- _Assigned task_
Copy each line of the records that holds the string "woman".
START Source material
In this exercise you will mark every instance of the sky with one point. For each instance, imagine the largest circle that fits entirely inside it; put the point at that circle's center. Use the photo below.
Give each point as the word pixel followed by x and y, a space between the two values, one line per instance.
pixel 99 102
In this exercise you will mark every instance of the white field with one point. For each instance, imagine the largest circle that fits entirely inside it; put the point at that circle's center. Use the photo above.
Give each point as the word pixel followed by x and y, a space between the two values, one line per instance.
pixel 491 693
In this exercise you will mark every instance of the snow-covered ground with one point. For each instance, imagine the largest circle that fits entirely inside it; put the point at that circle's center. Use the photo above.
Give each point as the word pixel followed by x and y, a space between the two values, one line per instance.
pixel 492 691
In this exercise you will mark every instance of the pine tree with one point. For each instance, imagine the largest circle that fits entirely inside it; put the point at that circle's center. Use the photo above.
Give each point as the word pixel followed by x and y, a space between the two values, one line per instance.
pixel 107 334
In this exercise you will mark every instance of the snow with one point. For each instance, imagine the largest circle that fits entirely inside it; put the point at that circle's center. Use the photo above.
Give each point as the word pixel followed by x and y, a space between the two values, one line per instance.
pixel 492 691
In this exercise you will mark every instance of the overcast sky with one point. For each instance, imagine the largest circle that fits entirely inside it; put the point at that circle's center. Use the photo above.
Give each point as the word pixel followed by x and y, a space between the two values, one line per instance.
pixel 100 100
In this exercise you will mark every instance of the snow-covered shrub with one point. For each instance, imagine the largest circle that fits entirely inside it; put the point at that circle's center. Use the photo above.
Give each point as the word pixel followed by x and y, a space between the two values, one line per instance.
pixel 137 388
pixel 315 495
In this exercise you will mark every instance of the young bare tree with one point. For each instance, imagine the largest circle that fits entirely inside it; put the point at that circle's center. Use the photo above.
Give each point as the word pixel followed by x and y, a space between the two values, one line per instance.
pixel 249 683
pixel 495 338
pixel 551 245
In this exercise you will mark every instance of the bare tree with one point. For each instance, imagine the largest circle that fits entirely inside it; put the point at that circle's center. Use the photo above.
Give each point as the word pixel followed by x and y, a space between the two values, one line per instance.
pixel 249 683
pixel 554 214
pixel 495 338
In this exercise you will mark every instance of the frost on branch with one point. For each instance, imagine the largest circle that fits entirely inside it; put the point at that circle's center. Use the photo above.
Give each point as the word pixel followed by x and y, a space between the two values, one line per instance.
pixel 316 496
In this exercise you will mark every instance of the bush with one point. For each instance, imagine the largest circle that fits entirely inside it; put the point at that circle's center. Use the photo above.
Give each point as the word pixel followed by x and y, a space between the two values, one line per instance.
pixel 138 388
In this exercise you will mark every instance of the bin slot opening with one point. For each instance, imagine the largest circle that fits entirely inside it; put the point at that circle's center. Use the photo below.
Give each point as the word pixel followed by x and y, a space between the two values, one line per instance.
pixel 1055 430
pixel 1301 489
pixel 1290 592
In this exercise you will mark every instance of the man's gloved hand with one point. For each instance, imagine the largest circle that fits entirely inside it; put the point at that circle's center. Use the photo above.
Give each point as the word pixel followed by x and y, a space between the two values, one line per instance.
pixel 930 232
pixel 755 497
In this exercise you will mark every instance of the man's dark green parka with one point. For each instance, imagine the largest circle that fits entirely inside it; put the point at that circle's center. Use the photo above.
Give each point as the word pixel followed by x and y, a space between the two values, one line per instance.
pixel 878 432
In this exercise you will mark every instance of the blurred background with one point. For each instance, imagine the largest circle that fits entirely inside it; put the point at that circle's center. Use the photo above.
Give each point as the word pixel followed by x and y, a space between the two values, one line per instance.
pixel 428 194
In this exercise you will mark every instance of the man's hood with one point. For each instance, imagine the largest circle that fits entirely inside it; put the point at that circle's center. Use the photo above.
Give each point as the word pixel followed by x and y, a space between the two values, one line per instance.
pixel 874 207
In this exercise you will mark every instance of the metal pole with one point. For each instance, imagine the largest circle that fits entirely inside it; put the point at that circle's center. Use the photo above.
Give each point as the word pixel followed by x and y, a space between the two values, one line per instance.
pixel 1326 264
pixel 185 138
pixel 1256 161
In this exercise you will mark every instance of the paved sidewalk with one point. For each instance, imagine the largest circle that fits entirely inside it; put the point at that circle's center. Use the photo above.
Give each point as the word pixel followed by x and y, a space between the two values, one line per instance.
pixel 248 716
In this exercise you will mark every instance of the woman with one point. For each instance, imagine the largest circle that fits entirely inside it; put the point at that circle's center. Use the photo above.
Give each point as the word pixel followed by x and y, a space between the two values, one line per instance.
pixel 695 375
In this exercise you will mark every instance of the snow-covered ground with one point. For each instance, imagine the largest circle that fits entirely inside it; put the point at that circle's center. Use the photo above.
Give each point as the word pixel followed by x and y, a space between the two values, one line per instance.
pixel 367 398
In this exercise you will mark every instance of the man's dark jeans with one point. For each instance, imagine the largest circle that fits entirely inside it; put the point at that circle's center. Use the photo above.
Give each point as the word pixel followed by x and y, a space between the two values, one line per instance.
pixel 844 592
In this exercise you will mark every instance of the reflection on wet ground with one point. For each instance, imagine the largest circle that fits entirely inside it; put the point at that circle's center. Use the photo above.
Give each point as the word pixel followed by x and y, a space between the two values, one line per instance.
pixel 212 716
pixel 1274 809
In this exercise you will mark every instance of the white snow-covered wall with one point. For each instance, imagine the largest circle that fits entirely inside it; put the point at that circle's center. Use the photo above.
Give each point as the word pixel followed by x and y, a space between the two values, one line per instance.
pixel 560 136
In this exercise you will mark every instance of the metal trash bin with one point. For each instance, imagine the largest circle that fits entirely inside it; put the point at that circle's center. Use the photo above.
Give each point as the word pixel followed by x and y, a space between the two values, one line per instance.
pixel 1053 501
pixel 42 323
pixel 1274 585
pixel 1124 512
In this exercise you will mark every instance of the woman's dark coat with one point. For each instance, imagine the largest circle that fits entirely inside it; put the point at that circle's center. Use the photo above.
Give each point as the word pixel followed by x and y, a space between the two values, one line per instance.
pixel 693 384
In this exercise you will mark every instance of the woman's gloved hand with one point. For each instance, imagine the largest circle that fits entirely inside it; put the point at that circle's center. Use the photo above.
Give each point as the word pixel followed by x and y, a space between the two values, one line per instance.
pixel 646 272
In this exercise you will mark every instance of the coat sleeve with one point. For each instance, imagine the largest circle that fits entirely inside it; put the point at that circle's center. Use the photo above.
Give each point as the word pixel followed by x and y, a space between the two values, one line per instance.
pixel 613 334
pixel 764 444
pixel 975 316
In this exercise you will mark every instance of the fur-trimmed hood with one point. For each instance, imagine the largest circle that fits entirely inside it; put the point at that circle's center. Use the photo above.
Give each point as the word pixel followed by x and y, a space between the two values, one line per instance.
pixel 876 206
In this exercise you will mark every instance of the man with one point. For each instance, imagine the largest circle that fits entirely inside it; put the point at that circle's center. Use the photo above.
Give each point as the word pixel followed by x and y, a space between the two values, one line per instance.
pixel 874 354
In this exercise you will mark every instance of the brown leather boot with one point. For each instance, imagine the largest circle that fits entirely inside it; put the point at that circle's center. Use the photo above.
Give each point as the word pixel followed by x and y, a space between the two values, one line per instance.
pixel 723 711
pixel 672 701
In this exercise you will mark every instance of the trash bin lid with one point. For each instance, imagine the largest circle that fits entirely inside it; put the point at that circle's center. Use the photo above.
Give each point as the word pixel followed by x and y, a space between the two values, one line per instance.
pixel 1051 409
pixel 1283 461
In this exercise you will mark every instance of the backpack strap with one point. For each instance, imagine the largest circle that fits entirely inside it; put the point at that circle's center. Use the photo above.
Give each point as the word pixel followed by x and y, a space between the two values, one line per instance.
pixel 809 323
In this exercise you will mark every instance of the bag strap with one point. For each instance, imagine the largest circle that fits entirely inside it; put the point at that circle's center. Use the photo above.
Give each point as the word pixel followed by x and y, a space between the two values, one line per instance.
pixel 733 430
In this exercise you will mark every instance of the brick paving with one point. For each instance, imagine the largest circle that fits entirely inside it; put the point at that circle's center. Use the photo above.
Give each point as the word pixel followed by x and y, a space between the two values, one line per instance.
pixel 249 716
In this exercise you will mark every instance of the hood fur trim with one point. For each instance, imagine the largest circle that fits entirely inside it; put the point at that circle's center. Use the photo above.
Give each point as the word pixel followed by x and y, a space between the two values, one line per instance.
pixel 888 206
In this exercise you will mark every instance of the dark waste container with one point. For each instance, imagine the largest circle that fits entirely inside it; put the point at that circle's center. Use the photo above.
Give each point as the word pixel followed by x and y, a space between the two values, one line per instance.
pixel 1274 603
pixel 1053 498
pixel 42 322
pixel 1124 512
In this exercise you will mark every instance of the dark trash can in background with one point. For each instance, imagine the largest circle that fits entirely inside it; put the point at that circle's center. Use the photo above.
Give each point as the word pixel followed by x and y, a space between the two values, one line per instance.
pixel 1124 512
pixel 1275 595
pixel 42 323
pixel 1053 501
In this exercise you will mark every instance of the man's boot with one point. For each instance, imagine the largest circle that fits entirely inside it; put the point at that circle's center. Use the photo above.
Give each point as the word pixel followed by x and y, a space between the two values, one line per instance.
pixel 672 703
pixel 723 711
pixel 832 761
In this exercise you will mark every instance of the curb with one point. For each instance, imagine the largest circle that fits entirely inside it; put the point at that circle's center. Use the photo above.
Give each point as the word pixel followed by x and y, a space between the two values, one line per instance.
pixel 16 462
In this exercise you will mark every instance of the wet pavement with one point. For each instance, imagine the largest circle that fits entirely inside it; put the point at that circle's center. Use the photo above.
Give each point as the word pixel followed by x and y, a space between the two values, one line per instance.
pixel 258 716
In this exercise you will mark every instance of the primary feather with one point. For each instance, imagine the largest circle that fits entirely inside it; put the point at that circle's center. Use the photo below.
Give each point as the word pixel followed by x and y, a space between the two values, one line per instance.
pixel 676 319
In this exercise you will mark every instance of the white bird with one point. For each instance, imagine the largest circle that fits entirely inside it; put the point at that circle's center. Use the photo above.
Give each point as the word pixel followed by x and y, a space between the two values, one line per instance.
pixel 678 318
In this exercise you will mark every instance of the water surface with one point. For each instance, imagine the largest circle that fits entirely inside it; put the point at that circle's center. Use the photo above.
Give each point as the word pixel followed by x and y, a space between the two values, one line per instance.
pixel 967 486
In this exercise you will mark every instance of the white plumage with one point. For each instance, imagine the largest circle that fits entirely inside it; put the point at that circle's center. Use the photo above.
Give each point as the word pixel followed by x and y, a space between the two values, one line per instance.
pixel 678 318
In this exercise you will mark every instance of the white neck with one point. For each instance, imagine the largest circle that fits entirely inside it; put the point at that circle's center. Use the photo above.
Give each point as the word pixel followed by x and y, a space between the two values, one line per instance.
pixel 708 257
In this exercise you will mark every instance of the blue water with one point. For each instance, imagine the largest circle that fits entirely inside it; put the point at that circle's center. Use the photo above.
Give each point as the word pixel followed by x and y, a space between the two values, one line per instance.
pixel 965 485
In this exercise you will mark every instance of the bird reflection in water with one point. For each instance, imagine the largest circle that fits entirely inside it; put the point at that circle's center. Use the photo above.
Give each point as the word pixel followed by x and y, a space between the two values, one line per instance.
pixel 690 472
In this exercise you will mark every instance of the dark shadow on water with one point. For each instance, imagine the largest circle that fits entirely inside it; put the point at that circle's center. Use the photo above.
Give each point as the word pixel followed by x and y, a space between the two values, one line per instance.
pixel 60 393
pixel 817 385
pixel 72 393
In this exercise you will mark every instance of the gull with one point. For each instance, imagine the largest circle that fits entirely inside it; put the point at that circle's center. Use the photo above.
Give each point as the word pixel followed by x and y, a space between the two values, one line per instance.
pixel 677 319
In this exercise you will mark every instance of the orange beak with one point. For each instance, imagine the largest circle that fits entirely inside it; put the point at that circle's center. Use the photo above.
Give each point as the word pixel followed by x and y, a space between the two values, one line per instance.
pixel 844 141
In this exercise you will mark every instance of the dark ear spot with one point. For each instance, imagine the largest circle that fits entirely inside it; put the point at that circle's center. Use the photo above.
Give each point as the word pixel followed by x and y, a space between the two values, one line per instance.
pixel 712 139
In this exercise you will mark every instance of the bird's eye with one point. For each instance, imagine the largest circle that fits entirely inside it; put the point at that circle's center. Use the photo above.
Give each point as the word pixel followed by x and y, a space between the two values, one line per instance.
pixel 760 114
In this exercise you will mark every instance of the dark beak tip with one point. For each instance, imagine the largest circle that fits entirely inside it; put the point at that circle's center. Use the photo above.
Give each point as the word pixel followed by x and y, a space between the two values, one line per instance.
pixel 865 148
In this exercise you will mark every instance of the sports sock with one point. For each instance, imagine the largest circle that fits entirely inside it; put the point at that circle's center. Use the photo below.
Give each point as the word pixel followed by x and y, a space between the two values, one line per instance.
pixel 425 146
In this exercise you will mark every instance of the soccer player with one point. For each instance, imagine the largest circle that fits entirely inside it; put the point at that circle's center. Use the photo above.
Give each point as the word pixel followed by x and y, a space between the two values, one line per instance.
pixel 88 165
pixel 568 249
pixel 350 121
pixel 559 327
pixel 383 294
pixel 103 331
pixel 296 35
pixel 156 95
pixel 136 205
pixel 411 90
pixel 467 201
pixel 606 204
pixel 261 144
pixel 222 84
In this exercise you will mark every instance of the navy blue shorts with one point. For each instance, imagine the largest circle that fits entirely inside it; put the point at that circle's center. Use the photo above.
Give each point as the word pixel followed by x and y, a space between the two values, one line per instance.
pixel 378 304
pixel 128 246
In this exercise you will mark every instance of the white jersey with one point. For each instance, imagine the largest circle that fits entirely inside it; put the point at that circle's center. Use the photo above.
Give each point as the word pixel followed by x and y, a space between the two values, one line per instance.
END Source material
- _Task output_
In this exercise you will mark every instance of the woman with one point. For each instance, imagine the largest circle that fits entirely inside it; put the point at that circle's center. Use the photo above.
In this exercise you will mark every instance of the woman's dark coat with one point. For each instance, imagine the largest circle that fits entirely inside it; put the point at that circle's center. Use the photo above.
In this exercise you will mark every instance of the woman's gloved hand with one point. For each instance, imagine the largest circle that fits entirely inside it; put the point at that circle's center. Use the photo above.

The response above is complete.